__Data extract__:
- - -

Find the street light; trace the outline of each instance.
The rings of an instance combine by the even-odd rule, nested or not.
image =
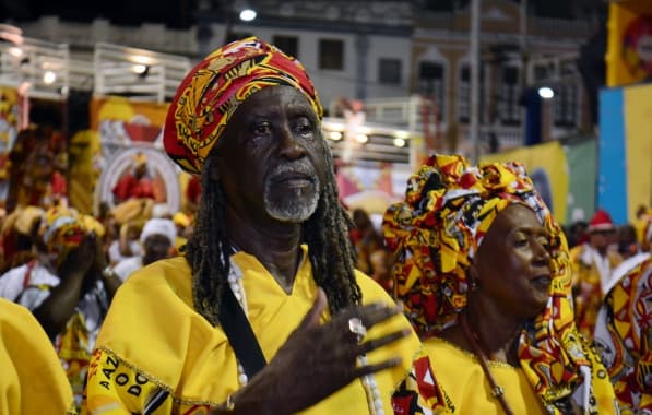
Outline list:
[[[245,9],[240,12],[240,20],[242,22],[251,22],[257,16],[256,10],[253,9]]]
[[[550,99],[555,97],[555,91],[549,86],[542,86],[538,88],[538,96],[544,99]]]

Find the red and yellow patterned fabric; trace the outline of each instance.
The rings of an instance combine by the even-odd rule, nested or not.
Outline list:
[[[48,253],[56,257],[56,268],[72,249],[80,246],[86,234],[76,211],[60,206],[46,212],[43,230],[43,241]]]
[[[637,262],[606,296],[595,330],[623,414],[652,413],[652,257]]]
[[[199,175],[238,106],[256,92],[275,85],[301,91],[321,119],[317,92],[298,60],[256,37],[213,51],[177,90],[165,121],[166,152],[183,170]]]
[[[550,413],[564,411],[556,404],[571,394],[585,411],[613,413],[606,371],[574,327],[566,238],[522,164],[472,166],[459,155],[437,155],[410,177],[405,201],[383,217],[396,254],[395,295],[423,339],[455,324],[466,307],[466,269],[493,221],[512,203],[530,206],[547,229],[555,275],[546,308],[520,337],[523,371]]]
[[[570,250],[576,325],[586,339],[593,339],[597,311],[604,301],[603,278],[610,280],[609,275],[621,261],[618,252],[609,250],[603,258],[589,244]]]

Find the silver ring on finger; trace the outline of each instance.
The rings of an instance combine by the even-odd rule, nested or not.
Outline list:
[[[358,317],[348,319],[348,331],[357,336],[358,344],[363,343],[363,339],[367,335],[367,328]]]

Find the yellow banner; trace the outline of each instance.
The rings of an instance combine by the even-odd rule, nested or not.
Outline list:
[[[640,205],[652,205],[652,85],[624,88],[627,216],[636,222]]]
[[[552,141],[531,147],[489,154],[483,156],[481,162],[523,163],[527,174],[532,177],[534,186],[555,214],[555,217],[561,223],[565,222],[569,180],[566,153],[559,142]]]

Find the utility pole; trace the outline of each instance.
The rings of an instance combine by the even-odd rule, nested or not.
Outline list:
[[[471,122],[469,137],[473,147],[473,163],[479,162],[479,2],[471,2]]]

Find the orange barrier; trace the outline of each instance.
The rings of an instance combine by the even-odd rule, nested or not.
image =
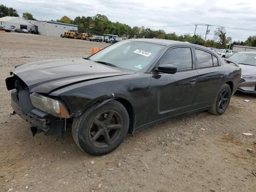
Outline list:
[[[99,51],[100,51],[102,49],[102,48],[99,48],[98,47],[94,47],[92,49],[92,50],[91,51],[91,53],[92,54],[93,54],[95,53],[96,52],[98,52]]]

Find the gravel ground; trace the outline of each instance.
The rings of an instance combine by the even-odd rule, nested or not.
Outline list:
[[[128,135],[110,154],[90,156],[70,130],[33,137],[29,124],[10,114],[4,80],[16,64],[86,57],[108,44],[14,32],[0,34],[0,191],[256,191],[255,98],[236,94],[223,115],[174,119]]]

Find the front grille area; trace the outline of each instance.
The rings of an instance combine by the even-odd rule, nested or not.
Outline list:
[[[240,79],[240,82],[239,83],[243,83],[244,82],[245,82],[245,80],[244,80],[244,79],[243,79],[243,78],[241,78],[241,79]]]

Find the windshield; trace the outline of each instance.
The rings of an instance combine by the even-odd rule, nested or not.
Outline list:
[[[256,66],[256,54],[255,53],[238,53],[232,55],[228,59],[240,64]]]
[[[224,49],[219,49],[218,50],[218,52],[220,52],[220,53],[224,53],[225,50]]]
[[[125,40],[114,44],[90,57],[95,62],[138,71],[147,66],[165,46]]]

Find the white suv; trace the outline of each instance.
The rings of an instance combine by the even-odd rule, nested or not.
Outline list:
[[[224,58],[228,58],[233,54],[232,50],[230,49],[218,49],[217,52],[220,56]]]

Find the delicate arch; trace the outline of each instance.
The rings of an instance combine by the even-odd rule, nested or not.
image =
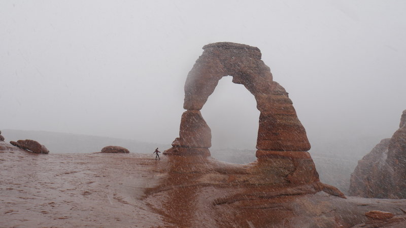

- - -

__The problem__: Could you edit the records from the line with "Find the yellow" through the end, replacing "trace" with "draw" and leaving everything else unchanged? Return only those lines, and leave the pictures out.

__The result__:
Find the yellow banner; draw the outline of each instance.
The rings of an instance combine by the even-odd rule, nested or not.
Outline list:
[[[640,205],[652,205],[652,85],[624,88],[627,216],[636,222]]]
[[[552,141],[531,147],[489,154],[483,156],[481,162],[523,163],[527,174],[532,177],[534,186],[555,214],[555,217],[561,223],[565,222],[569,180],[566,153],[559,142]]]

Find the utility pole; draw the outline of each instance.
The rings of an instance combine by the even-odd rule, nested or not.
Outline list:
[[[471,122],[469,137],[473,147],[473,163],[479,162],[479,2],[471,2]]]

Find the orange barrier; draw the outline of each instance.
The rings of an instance combine by the even-odd rule, nested or not.
image =
Outline list:
[[[99,51],[100,51],[102,49],[102,48],[99,48],[98,47],[94,47],[92,49],[92,50],[91,51],[91,53],[92,54],[93,54],[95,53],[96,52],[98,52]]]

Find the gravel ground; draw the outline of each instance.
The rings of an instance combine by the even-odd rule, nested or not.
Outline list:
[[[128,135],[110,154],[90,156],[70,130],[33,137],[29,124],[10,114],[4,80],[16,64],[86,57],[108,44],[14,32],[0,34],[0,191],[256,191],[255,98],[236,94],[223,115],[174,119]]]

Find the front grille area; draw the outline of each instance.
The rings of an instance combine by the even-odd rule, nested or not.
Outline list:
[[[240,79],[240,82],[239,83],[243,83],[244,82],[245,82],[245,80],[244,80],[244,79],[243,79],[243,78],[241,78],[241,79]]]

Find the windshield; draw the outline of each instance.
The rings of an instance combine by the even-odd rule, nested or not.
Outline list:
[[[256,66],[256,54],[255,53],[238,53],[232,55],[228,59],[240,64]]]
[[[224,49],[219,49],[218,50],[218,52],[220,52],[220,53],[224,53],[225,50]]]
[[[125,40],[114,44],[90,57],[95,62],[138,71],[147,66],[165,46]]]

Find the white suv; draw the outline of each instance.
The rings of an instance combine by the even-odd rule, nested or not.
Outline list:
[[[224,58],[228,58],[233,54],[232,50],[230,49],[218,49],[217,52],[220,56]]]

Find the delicate arch; draw the outline of each instance.
The rings of an instance combine by the even-odd rule, nested or not.
image =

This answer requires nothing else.